> Try it
Hand back every line from the beginning of the data below through the line containing "target | white blaze on face", word for word and free of pictures.
═════ Information supplied ═════
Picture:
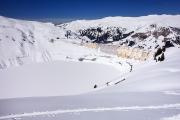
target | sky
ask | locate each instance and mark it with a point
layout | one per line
(85, 9)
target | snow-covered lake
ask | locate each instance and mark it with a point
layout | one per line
(126, 106)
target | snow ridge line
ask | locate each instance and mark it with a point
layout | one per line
(153, 107)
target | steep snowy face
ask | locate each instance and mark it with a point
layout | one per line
(29, 41)
(146, 32)
(21, 39)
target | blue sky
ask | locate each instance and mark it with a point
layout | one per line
(85, 9)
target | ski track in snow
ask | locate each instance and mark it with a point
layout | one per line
(102, 109)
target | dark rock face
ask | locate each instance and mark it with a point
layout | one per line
(99, 35)
(140, 36)
(168, 44)
(161, 31)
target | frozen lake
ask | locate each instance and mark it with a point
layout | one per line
(106, 106)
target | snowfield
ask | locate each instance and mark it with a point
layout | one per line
(46, 72)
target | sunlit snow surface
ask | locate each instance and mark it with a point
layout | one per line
(62, 88)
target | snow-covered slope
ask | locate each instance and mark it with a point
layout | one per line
(23, 42)
(29, 42)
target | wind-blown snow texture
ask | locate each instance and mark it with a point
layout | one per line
(29, 42)
(58, 74)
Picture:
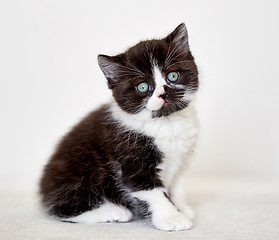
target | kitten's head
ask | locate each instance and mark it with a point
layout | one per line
(159, 76)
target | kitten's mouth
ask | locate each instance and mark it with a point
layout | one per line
(165, 104)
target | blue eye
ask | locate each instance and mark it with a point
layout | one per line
(172, 76)
(143, 87)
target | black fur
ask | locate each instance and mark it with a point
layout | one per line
(98, 159)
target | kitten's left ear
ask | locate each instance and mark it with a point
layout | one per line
(179, 36)
(109, 67)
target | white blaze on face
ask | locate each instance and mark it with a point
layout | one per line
(156, 102)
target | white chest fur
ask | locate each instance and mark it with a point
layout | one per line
(174, 136)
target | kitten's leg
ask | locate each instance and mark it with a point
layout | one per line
(178, 195)
(164, 215)
(107, 212)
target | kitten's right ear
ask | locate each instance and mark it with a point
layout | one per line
(109, 67)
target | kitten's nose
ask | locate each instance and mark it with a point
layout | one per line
(163, 96)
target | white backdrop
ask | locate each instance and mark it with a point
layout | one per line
(50, 78)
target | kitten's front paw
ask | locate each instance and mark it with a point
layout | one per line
(177, 222)
(188, 211)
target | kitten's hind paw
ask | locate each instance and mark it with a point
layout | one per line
(177, 222)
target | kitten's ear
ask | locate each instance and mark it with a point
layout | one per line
(179, 36)
(109, 67)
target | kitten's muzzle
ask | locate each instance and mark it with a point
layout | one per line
(163, 96)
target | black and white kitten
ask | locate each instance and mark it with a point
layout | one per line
(128, 157)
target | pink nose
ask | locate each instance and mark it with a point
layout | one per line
(163, 96)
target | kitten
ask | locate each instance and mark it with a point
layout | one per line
(128, 158)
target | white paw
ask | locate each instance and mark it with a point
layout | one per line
(188, 211)
(119, 214)
(177, 222)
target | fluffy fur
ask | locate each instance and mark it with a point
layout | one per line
(128, 158)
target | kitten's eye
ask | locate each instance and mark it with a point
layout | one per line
(172, 76)
(143, 87)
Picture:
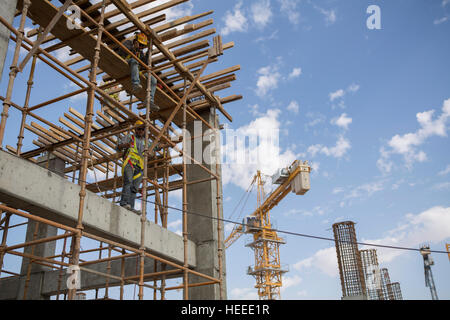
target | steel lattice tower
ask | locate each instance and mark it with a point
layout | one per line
(372, 274)
(396, 291)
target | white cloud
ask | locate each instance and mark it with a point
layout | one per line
(343, 121)
(441, 20)
(235, 21)
(430, 226)
(289, 7)
(353, 88)
(261, 13)
(442, 186)
(365, 190)
(293, 106)
(267, 80)
(296, 72)
(288, 282)
(407, 144)
(330, 15)
(175, 224)
(337, 94)
(324, 260)
(445, 171)
(338, 151)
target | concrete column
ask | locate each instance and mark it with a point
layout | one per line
(202, 199)
(7, 10)
(56, 165)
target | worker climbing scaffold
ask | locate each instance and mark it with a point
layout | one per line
(136, 45)
(133, 164)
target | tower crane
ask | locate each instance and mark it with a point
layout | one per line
(266, 242)
(427, 263)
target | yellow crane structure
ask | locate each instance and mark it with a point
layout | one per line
(266, 242)
(447, 245)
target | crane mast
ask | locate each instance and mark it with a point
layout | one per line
(427, 263)
(266, 242)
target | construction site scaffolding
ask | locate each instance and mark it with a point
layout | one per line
(85, 145)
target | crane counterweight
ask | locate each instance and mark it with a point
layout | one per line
(266, 242)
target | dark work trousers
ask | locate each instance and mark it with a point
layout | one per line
(132, 179)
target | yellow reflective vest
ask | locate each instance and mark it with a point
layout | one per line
(132, 156)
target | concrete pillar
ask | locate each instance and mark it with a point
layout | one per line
(7, 10)
(202, 199)
(46, 249)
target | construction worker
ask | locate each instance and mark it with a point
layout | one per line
(133, 164)
(137, 45)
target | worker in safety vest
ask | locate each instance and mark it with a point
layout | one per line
(137, 44)
(133, 164)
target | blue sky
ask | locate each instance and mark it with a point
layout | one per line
(370, 109)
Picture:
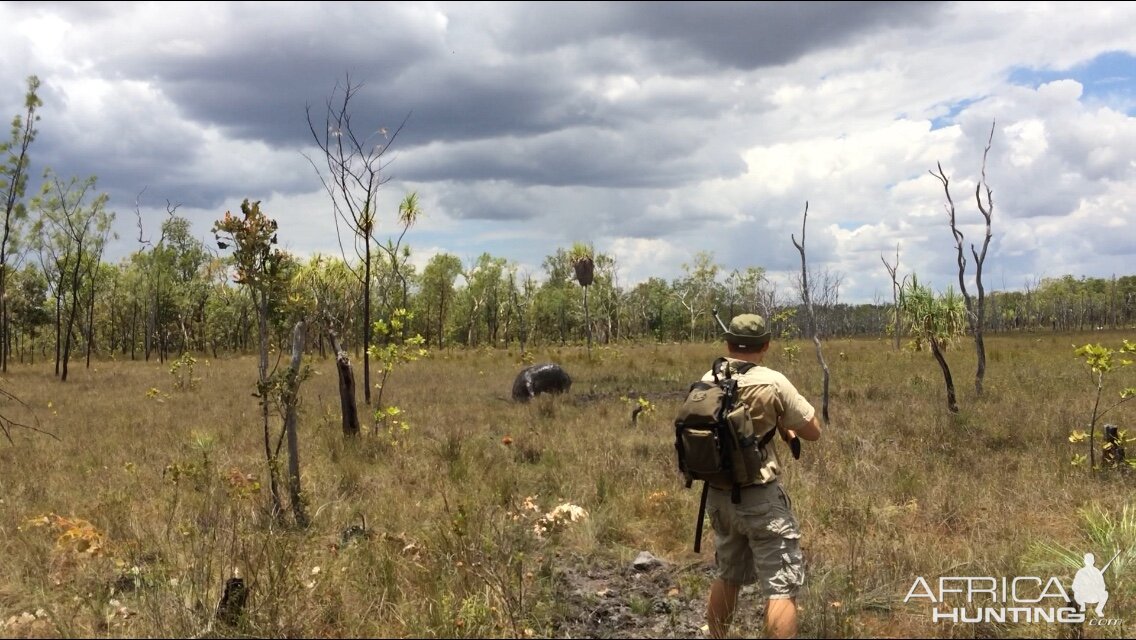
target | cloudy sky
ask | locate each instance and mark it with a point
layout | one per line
(650, 130)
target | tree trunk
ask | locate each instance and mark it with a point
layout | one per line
(347, 385)
(951, 404)
(291, 420)
(366, 326)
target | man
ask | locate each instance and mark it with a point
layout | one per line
(1088, 586)
(758, 540)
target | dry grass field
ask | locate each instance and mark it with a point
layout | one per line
(127, 522)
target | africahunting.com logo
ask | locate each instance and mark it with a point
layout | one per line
(1020, 599)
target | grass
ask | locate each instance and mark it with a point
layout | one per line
(152, 496)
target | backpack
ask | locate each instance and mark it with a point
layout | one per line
(715, 439)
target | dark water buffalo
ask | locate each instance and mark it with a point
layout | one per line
(548, 377)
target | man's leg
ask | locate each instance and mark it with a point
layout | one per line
(780, 617)
(720, 607)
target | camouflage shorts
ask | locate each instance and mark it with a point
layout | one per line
(758, 540)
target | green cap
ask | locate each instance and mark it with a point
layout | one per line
(748, 330)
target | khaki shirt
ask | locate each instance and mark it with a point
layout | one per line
(773, 400)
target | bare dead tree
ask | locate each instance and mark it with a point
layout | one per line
(809, 310)
(348, 406)
(8, 424)
(976, 308)
(895, 293)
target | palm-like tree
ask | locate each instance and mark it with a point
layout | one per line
(934, 320)
(583, 262)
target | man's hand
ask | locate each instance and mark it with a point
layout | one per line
(794, 442)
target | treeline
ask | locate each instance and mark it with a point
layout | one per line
(176, 294)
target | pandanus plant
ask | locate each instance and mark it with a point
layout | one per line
(583, 263)
(934, 320)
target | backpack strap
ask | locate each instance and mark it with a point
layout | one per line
(702, 515)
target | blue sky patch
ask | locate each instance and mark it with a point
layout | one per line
(952, 113)
(1108, 79)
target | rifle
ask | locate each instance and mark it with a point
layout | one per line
(794, 443)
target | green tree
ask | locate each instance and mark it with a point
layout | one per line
(259, 267)
(1102, 360)
(15, 160)
(72, 232)
(696, 289)
(436, 298)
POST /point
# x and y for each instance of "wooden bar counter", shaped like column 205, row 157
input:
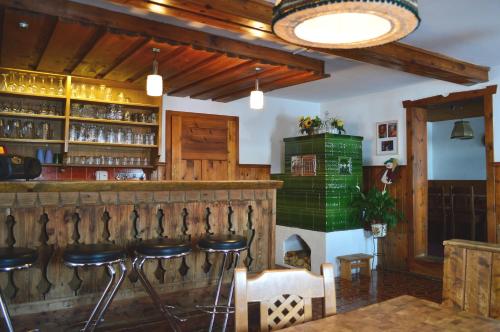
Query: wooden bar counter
column 49, row 216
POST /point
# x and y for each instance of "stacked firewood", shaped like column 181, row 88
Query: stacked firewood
column 299, row 258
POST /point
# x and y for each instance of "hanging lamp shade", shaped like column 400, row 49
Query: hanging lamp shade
column 462, row 130
column 257, row 96
column 344, row 23
column 154, row 82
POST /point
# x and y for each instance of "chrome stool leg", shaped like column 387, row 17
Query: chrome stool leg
column 90, row 321
column 138, row 264
column 5, row 312
column 236, row 257
column 217, row 294
column 123, row 270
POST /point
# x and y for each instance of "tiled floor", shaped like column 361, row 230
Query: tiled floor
column 139, row 315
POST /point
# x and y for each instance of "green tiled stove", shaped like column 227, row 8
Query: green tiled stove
column 321, row 175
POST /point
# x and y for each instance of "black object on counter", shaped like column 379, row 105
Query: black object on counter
column 18, row 167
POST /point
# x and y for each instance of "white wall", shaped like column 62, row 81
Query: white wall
column 361, row 113
column 455, row 159
column 261, row 132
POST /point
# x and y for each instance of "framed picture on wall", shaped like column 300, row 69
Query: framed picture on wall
column 387, row 137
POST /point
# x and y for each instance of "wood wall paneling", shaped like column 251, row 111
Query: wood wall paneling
column 202, row 146
column 50, row 221
column 471, row 279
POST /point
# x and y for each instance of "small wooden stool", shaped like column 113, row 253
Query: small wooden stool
column 348, row 262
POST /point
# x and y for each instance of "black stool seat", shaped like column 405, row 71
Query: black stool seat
column 162, row 247
column 223, row 242
column 14, row 257
column 92, row 253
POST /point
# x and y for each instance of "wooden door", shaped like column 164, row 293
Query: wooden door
column 201, row 146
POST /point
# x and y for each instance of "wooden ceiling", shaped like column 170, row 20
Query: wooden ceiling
column 252, row 19
column 70, row 38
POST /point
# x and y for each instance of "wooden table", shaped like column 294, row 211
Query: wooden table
column 404, row 313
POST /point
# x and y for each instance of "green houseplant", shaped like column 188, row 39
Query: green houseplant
column 379, row 211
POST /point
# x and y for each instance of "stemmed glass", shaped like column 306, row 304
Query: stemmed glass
column 13, row 85
column 43, row 89
column 60, row 89
column 52, row 89
column 21, row 88
column 33, row 86
column 5, row 83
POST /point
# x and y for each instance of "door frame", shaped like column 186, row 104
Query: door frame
column 416, row 195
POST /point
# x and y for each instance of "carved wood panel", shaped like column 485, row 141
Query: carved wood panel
column 188, row 215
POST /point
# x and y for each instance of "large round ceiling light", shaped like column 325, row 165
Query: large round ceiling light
column 344, row 23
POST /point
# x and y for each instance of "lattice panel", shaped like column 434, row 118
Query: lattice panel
column 285, row 310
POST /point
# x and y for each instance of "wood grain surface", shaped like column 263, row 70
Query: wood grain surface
column 404, row 313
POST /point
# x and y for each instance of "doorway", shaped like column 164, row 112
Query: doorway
column 423, row 255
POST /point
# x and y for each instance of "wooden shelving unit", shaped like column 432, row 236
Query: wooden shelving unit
column 97, row 101
column 32, row 115
column 107, row 166
column 121, row 145
column 30, row 95
column 137, row 102
column 31, row 140
column 116, row 122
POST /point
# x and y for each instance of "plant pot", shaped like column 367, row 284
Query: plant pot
column 379, row 230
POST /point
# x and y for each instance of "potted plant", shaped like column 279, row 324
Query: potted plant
column 309, row 125
column 337, row 126
column 379, row 210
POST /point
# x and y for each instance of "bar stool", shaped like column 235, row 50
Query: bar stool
column 14, row 259
column 225, row 244
column 161, row 248
column 96, row 255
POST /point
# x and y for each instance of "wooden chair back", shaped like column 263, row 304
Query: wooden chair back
column 284, row 296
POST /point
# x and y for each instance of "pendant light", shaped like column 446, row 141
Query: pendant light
column 462, row 130
column 344, row 23
column 154, row 86
column 257, row 96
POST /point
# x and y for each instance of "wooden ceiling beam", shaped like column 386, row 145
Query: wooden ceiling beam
column 46, row 42
column 287, row 80
column 238, row 84
column 204, row 71
column 246, row 83
column 133, row 49
column 85, row 49
column 217, row 80
column 252, row 19
column 165, row 32
column 162, row 61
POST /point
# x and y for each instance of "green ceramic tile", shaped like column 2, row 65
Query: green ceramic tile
column 321, row 202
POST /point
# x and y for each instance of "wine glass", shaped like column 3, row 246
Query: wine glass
column 33, row 86
column 13, row 85
column 52, row 89
column 92, row 92
column 60, row 88
column 43, row 89
column 21, row 87
column 5, row 83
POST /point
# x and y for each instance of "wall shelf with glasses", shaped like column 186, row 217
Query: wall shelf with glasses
column 116, row 109
column 117, row 122
column 31, row 95
column 31, row 140
column 108, row 166
column 131, row 104
column 121, row 145
column 32, row 115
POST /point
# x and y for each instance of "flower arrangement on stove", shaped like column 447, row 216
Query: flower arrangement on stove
column 308, row 125
column 337, row 125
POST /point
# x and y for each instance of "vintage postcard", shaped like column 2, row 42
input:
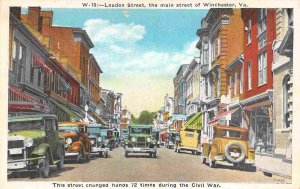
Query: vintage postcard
column 149, row 94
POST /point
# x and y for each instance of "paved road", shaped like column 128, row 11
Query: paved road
column 168, row 166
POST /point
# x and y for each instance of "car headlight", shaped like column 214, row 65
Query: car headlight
column 28, row 142
column 68, row 140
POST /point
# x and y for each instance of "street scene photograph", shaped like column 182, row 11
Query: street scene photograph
column 150, row 95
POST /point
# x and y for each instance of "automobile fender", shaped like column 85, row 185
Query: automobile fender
column 214, row 150
column 41, row 150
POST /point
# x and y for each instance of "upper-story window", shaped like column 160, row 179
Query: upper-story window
column 249, row 37
column 262, row 21
column 249, row 75
column 19, row 58
column 262, row 27
column 290, row 13
column 241, row 81
column 262, row 68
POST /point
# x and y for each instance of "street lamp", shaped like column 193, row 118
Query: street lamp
column 86, row 108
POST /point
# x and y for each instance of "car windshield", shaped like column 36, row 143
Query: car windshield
column 67, row 129
column 26, row 125
column 94, row 130
column 140, row 130
column 232, row 134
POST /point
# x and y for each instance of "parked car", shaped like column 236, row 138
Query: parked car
column 171, row 140
column 98, row 144
column 77, row 143
column 123, row 137
column 228, row 144
column 188, row 140
column 34, row 144
column 140, row 140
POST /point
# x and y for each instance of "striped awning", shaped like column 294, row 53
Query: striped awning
═════
> Solution to this exercise
Picture:
target | sky
ask | locate each instance and mark it with a point
layout | one per line
(85, 9)
target | snow-covered lake
ask | locate each instance and mark it with a point
layout | one per line
(126, 106)
target | snow ridge line
ask | locate each instance and mark it with a point
layout | one per line
(153, 107)
target | steep snowy face
ask | locate each instance and mark it with a point
layout | one per line
(29, 41)
(146, 32)
(21, 39)
target | blue sky
ask | locate each instance and mark it with a point
layout | one per line
(85, 9)
target | ski track in snow
ask | locate each instance and mark it with a point
layout | one per line
(102, 109)
target | dark rock face
ask | locate each instance and mark it with a point
layout | one per line
(99, 35)
(140, 36)
(168, 44)
(161, 31)
target | frozen lake
ask | locate each instance and mark it with a point
layout | one per line
(106, 106)
target | snowfield
ask | locate each instance and mark it with a point
layout | one per line
(46, 72)
target | sunlit snow surface
ask | locate each instance and mark it with a point
layout | one per line
(62, 88)
target | snow-covered slope
ask | locate each instance and mark it with a point
layout | one per line
(23, 42)
(29, 42)
target | wind-blown snow texture
ask | locate each instance and mark it with a point
layout | one per line
(29, 42)
(58, 74)
Picture:
target | kitten's head
ask | locate each instance and mark it with a point
layout | one per line
(159, 76)
target | kitten's mouth
ask | locate each instance and mark it with a point
layout | one per line
(165, 104)
target | blue eye
ask | locate each instance and mark it with a point
layout | one per line
(172, 76)
(143, 87)
target | black fur
ask | locate each instance and mark it with a point
layout | one per line
(98, 159)
target | kitten's left ear
ask | locate each instance and mark it with a point
layout | one per line
(179, 36)
(109, 67)
target | white blaze on face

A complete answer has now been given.